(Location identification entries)
☆ ☆ ☆ ☆ ☆ ☆ ☆

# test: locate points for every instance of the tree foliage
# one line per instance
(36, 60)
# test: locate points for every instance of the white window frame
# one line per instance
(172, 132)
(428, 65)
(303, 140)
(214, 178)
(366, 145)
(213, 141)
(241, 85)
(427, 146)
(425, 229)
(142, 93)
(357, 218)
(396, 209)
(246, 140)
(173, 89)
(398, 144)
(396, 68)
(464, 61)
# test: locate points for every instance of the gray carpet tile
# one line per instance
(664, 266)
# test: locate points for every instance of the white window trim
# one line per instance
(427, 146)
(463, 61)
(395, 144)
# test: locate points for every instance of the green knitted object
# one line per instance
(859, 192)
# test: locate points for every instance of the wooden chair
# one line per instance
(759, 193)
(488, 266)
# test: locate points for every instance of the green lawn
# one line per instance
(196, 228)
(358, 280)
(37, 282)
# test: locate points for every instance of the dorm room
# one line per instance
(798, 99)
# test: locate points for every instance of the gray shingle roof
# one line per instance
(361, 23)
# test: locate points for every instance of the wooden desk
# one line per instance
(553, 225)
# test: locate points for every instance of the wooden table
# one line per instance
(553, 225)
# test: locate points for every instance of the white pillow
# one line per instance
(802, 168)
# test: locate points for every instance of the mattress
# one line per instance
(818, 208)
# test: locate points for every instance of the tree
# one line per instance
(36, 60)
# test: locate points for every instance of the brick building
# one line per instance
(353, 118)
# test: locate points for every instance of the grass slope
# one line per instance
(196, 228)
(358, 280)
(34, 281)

☆ ☆ ☆ ☆ ☆ ☆ ☆

AIM OF THE EXERCISE:
Copy out, unchanged, the lines from the one containing "# test: locate points for every instance of the wooden desk" through the last line.

EXERCISE RESULT:
# test: locate points for every instance of the wooden desk
# one line per instance
(553, 225)
# test: locate points for every instance of the wooden table
# one line per instance
(553, 225)
# test: locate points for every instance of the white pillow
# one line per instance
(802, 168)
# test: locate points for every instance of the mattress
# one line per instance
(818, 208)
# test: locate points for every instance of the tree
# one line per instance
(36, 60)
# test: locate points for every instance of the brick building
# one line per instance
(353, 118)
# test: locate points for every instance of the grass slope
# one line per instance
(196, 228)
(358, 280)
(34, 281)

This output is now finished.